- _TASK MATERIAL_

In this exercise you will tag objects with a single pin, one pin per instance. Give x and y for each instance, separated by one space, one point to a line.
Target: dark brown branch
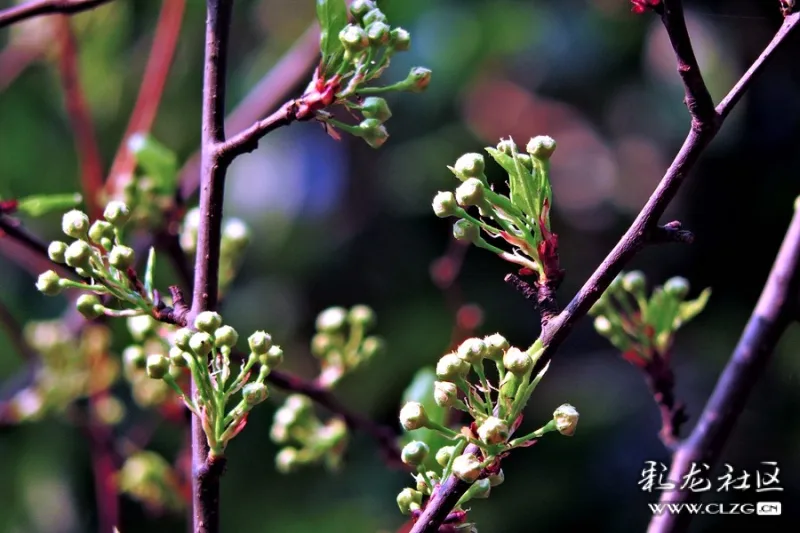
205 471
80 117
775 310
558 328
698 99
36 8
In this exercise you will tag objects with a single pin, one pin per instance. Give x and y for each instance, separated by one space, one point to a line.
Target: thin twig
78 111
775 310
156 71
36 8
206 470
557 330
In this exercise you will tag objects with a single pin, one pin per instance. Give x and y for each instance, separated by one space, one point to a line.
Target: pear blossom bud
566 418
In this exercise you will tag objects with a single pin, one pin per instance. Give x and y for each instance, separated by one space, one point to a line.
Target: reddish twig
37 8
78 111
775 310
637 235
156 71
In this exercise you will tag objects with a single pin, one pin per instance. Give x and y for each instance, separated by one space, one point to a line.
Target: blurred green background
337 223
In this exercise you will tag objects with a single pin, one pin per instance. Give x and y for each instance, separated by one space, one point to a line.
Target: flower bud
472 350
566 418
359 8
373 15
121 257
332 320
117 213
134 357
470 165
101 230
497 479
201 343
225 336
372 346
451 367
157 366
48 283
254 393
409 500
496 346
75 224
413 416
481 489
77 254
541 147
373 132
259 342
677 287
56 251
362 316
414 453
89 306
467 468
353 38
400 40
445 393
516 361
603 325
178 357
444 454
377 108
273 357
208 321
493 430
471 192
141 326
286 461
464 230
417 80
444 204
378 33
182 338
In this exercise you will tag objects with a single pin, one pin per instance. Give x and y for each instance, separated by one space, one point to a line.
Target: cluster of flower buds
234 243
69 369
341 342
147 477
150 191
305 438
643 328
494 408
358 54
206 352
99 256
522 219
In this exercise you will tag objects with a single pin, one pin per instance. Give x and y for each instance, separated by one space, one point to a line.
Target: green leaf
39 205
157 161
689 310
148 275
421 390
332 16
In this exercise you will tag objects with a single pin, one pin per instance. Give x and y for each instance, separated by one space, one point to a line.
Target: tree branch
698 99
80 117
775 310
36 8
557 329
155 76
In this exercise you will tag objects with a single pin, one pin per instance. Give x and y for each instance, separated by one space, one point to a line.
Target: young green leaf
332 16
158 161
39 205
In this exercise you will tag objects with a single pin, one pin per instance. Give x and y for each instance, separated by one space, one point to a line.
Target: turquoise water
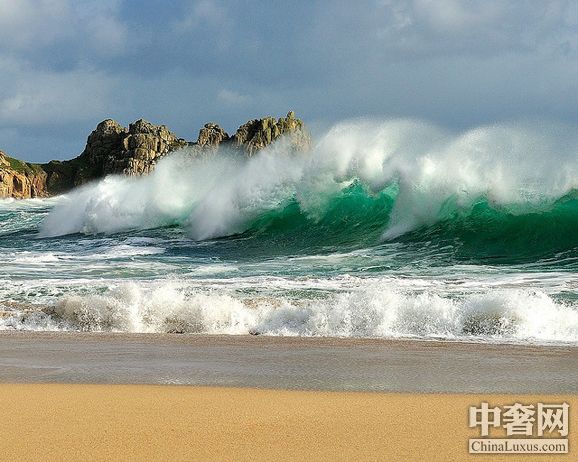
409 232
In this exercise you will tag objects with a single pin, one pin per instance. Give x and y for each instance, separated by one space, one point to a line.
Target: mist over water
386 228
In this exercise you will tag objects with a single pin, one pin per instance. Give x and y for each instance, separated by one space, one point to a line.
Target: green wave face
480 232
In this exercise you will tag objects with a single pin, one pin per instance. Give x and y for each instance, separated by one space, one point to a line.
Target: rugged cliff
114 149
21 180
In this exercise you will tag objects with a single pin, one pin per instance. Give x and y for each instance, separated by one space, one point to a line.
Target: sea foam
369 311
521 167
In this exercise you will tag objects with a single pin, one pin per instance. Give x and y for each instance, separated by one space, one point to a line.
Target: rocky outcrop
211 136
114 149
21 180
259 133
254 136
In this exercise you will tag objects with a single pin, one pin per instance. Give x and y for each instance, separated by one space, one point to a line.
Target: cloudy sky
67 64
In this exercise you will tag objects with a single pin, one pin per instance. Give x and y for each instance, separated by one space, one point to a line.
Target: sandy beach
69 397
126 422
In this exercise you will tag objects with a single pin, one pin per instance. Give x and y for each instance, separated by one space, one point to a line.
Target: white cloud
32 25
232 97
33 97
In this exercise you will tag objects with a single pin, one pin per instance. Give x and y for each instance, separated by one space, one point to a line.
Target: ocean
385 229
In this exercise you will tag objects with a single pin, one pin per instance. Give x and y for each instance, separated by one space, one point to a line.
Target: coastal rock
259 133
21 180
114 149
211 135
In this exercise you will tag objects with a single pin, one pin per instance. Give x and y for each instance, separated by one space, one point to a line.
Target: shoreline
290 363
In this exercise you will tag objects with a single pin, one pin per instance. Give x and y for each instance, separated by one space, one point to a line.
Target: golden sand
135 422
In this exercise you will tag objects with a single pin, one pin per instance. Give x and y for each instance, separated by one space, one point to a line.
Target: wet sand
287 363
66 396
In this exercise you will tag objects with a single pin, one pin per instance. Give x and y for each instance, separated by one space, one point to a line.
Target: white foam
369 310
511 164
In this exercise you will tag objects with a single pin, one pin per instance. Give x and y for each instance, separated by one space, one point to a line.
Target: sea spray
384 229
516 168
368 311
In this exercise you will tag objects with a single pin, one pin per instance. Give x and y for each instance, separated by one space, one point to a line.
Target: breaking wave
504 189
372 312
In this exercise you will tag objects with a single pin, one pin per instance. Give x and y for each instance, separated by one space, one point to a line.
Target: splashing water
394 228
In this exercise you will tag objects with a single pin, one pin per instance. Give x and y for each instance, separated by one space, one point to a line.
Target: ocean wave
362 183
370 311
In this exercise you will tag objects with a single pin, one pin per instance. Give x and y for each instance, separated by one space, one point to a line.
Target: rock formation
114 149
21 180
259 133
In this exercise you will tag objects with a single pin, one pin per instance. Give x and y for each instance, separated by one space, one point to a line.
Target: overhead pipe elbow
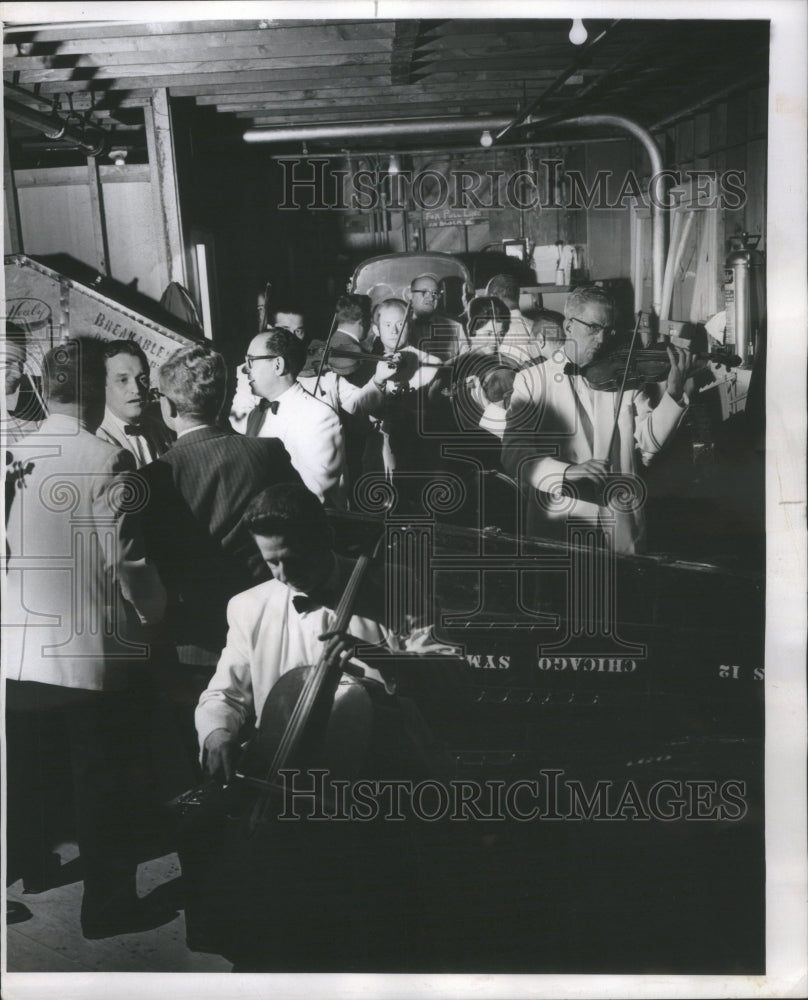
657 216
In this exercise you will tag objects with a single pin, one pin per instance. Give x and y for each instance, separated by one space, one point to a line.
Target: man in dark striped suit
197 493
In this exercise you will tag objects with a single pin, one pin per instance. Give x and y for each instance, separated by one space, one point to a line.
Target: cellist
310 896
284 622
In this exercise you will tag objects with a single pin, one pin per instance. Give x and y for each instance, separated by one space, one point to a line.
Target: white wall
56 217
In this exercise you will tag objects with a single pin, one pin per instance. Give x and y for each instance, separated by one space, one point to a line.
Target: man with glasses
430 329
562 439
306 419
197 492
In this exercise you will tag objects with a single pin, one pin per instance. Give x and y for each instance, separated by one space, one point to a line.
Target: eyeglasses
596 328
249 358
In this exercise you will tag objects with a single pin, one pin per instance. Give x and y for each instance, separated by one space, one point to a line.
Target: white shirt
310 429
139 444
267 637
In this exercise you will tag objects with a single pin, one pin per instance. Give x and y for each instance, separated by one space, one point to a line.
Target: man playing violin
564 442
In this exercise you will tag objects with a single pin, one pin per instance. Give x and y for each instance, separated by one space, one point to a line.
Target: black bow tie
311 602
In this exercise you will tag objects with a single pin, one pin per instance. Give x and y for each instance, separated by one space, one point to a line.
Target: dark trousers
97 734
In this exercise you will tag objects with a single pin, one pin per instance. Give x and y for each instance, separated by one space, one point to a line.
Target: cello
240 851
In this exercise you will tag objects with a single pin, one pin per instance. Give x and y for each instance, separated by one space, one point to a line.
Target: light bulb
578 33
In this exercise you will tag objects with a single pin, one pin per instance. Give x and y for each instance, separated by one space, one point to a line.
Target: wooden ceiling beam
128 29
210 38
142 61
176 71
311 95
326 80
386 112
405 41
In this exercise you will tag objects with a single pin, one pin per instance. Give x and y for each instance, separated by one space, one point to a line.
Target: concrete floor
50 940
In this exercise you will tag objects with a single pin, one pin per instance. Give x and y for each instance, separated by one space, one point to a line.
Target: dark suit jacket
197 493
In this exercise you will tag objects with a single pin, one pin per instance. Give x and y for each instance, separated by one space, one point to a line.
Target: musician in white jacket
557 432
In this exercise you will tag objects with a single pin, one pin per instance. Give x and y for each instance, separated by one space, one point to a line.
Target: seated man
126 423
286 312
352 318
232 882
562 439
284 623
306 421
521 333
396 446
430 329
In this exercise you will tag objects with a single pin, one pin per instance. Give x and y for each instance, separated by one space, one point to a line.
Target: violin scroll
649 364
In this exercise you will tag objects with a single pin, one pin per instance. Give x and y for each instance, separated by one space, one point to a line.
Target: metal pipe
657 218
443 127
358 130
91 140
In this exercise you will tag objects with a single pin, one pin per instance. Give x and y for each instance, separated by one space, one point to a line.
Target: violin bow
622 388
328 340
403 326
494 331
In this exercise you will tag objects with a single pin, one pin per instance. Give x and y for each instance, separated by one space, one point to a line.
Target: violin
628 369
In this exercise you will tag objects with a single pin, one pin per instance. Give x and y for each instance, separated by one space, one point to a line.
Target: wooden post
98 215
12 202
165 191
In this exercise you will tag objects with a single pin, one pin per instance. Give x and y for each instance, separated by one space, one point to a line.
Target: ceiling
309 73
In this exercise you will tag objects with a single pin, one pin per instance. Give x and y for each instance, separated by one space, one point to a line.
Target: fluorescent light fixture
578 33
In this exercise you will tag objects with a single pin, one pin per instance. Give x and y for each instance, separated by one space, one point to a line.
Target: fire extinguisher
745 296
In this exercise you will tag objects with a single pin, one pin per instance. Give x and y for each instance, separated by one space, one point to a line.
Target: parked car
390 275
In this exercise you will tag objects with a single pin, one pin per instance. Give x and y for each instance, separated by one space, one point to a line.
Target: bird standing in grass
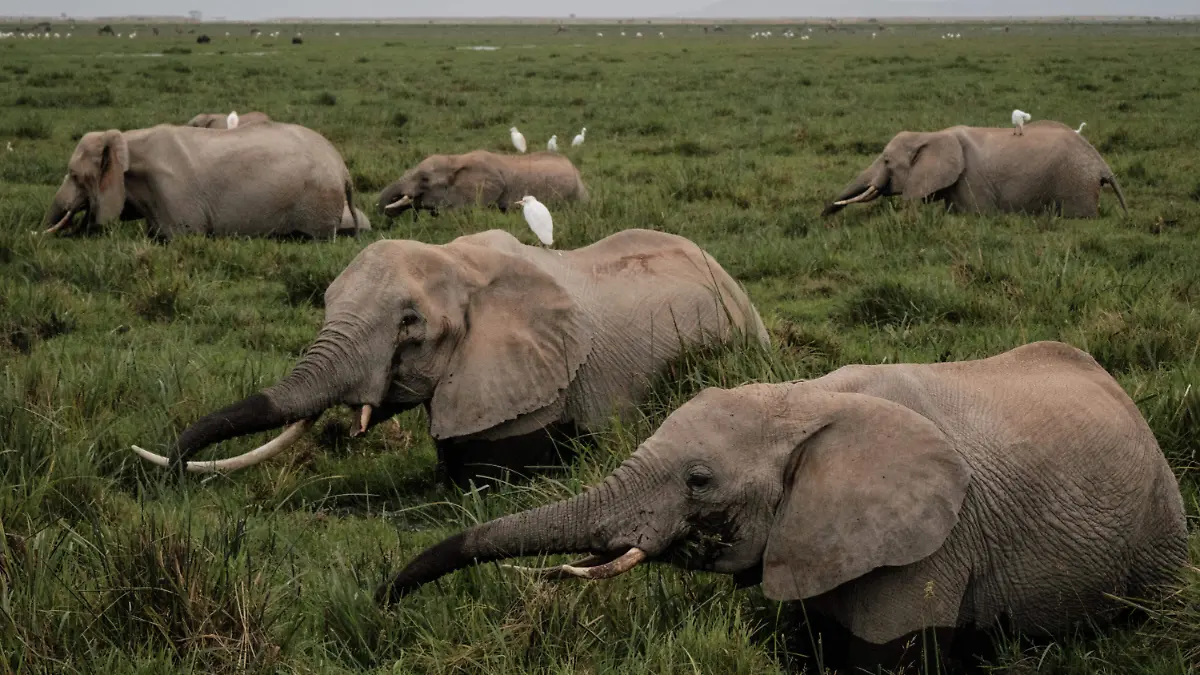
538 216
1019 120
517 139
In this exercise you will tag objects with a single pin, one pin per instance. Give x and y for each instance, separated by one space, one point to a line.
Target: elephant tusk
556 572
364 419
267 451
607 571
864 196
59 225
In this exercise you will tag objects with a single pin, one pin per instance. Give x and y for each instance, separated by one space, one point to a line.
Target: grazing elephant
508 346
483 178
978 169
889 497
267 179
217 120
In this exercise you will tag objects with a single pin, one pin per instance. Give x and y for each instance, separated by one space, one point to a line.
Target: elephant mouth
399 205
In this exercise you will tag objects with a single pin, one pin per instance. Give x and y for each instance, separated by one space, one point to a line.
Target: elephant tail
354 214
1116 187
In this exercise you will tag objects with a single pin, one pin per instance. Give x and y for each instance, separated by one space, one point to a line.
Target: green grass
106 565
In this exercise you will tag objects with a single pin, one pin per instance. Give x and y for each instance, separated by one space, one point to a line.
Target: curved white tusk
405 199
556 572
864 196
267 451
364 419
59 225
609 569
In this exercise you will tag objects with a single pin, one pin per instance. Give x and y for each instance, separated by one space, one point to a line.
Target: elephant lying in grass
505 345
265 179
889 497
979 169
219 120
483 178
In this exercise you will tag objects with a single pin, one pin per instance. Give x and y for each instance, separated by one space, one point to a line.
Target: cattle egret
538 216
517 139
1019 120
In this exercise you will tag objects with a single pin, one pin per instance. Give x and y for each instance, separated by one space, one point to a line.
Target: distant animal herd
1023 489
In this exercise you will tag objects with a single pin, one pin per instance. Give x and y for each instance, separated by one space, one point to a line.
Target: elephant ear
875 485
114 161
936 165
526 339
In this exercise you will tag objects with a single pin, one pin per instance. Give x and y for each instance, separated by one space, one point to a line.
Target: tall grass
107 565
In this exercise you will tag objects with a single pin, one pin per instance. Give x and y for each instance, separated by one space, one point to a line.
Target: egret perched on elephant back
1024 490
510 348
1019 119
539 219
517 139
985 169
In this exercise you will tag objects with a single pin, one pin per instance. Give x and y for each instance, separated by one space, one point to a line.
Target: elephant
267 179
891 499
219 120
483 178
510 348
982 169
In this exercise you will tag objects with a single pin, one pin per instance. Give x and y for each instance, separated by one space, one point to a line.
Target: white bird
538 216
1019 120
517 139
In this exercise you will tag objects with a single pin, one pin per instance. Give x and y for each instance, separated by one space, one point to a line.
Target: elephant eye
699 478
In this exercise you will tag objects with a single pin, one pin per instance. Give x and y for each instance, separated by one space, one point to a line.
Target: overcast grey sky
599 9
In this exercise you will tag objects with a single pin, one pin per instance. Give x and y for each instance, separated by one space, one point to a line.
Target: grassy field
108 566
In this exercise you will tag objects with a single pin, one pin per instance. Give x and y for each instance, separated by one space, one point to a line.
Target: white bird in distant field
538 216
1019 120
517 139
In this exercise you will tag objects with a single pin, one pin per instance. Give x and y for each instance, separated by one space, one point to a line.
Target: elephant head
442 181
913 165
783 484
95 181
473 332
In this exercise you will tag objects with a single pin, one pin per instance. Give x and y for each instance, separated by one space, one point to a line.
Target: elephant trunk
397 198
574 525
325 372
865 187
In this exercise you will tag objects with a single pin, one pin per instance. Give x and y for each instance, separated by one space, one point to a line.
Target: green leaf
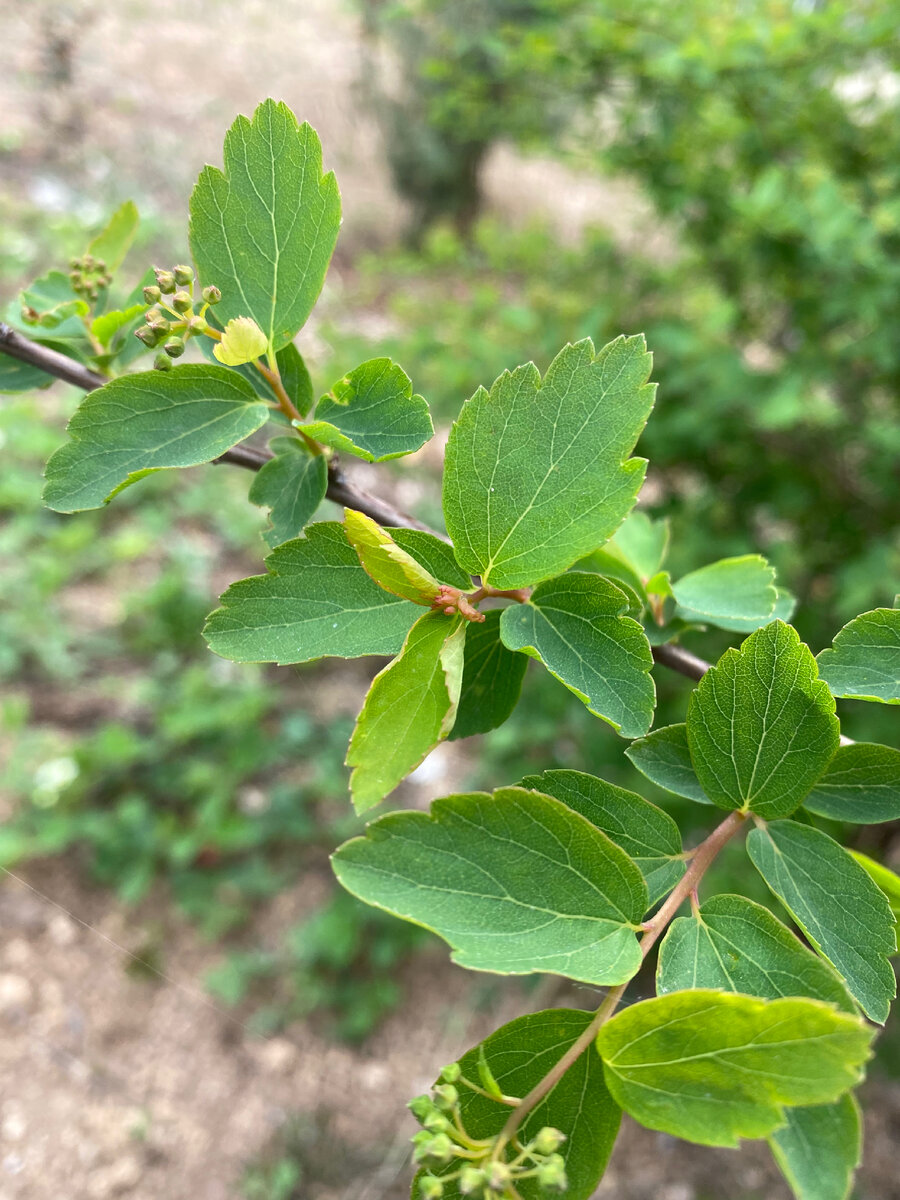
515 882
436 556
886 880
733 588
819 1149
664 757
373 414
292 485
641 543
316 601
647 834
738 946
862 785
491 679
519 1055
574 625
264 229
388 564
713 1067
411 707
113 243
761 726
864 661
145 421
833 900
537 472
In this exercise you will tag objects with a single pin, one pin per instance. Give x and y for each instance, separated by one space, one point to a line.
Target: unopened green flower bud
445 1096
551 1174
549 1140
166 281
471 1181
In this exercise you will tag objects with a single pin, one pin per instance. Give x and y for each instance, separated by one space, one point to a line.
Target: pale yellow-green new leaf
241 342
411 707
390 567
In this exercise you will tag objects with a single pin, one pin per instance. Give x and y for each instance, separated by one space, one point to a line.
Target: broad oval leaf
316 601
409 708
491 679
519 1055
819 1149
761 726
714 1067
575 627
862 785
647 834
264 229
733 588
145 421
665 759
537 472
864 659
372 414
738 946
515 882
292 486
837 905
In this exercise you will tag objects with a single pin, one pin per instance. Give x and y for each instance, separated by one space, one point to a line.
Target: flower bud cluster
448 1153
88 275
172 319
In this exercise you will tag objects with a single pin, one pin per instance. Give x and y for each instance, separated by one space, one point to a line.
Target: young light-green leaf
738 946
733 588
862 785
664 757
387 562
864 660
819 1149
292 485
647 834
491 679
713 1067
372 414
834 901
315 601
515 882
519 1055
411 707
538 471
575 627
761 726
264 229
145 421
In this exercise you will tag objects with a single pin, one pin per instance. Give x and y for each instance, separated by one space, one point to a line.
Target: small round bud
549 1140
471 1181
166 281
445 1096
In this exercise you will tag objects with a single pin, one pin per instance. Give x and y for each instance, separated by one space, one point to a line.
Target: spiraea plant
761 1025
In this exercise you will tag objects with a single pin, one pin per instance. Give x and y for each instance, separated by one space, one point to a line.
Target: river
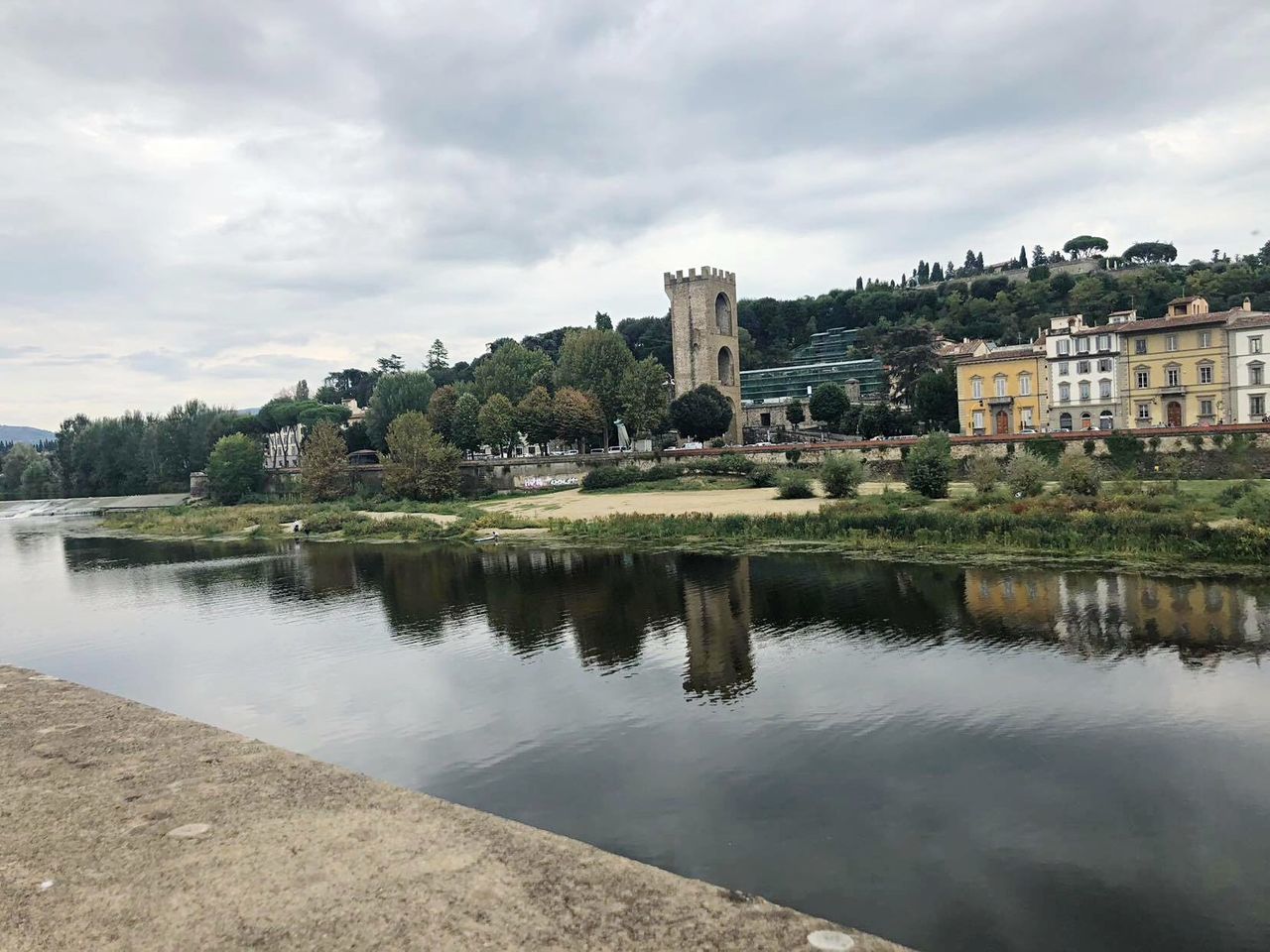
953 758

- _WHAT NEEDS TO BE DONE_
List each line in the entries above that contains the string "dark", copying the lines in full. Letter case counts.

- _THE COMPLETED TASK_
Target: dark brown branch
Target: man in dark striped suit
Target: dark trousers
Target: dark suit jacket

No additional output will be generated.